Required task
Swap "Query" for "Target" throughout the entries below and write them out again with nothing else altered.

Stored records
· · · ·

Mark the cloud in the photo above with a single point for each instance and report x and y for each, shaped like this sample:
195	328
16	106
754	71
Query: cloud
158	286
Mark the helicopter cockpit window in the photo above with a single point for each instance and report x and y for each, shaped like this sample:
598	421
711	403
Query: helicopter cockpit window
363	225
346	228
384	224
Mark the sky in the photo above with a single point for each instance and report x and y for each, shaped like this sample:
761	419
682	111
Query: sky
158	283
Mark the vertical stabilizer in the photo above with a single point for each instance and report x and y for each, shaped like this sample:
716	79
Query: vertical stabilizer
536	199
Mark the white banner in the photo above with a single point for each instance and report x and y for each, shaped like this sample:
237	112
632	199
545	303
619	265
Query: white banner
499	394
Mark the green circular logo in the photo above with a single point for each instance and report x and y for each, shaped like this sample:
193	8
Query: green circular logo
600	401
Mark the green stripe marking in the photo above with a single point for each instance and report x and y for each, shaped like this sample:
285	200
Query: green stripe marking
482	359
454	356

· · · ·

The completed task
Mark the cloud in the photo above with a single point for each instance and report x and y for each, shaped like this sample:
195	328
16	106
754	71
Target: cloud
158	286
Mark the helicopter cockpit window in the photo above with a single point for each instance and report x and y for each, shaped like this sample:
598	421
711	403
Target: helicopter cockpit window
363	225
346	228
384	224
Mark the sky in the photo above with a single point for each instance and report x and y for each, shaped like this sample:
761	419
682	111
Target: sky
158	283
Mark the vertical stabilizer in the photo above with a single point for each instance and report x and y for each, shaped like this sample:
716	79
Target: vertical stabilizer
536	199
Mark the white banner in the photo above with a single point for each instance and report x and y for each, shaped like this sample:
237	112
632	199
545	303
619	265
Target: white banner
499	394
Mark the green circular logo in the photo above with a single point for each instance and report x and y for each, shaped like this sample:
193	8
Target: green circular logo
600	401
Mark the green stripe marking in the photo above with a single point for each instance and report x and y for each, shaped like this sample:
285	200
Target: green stripe marking
482	359
454	356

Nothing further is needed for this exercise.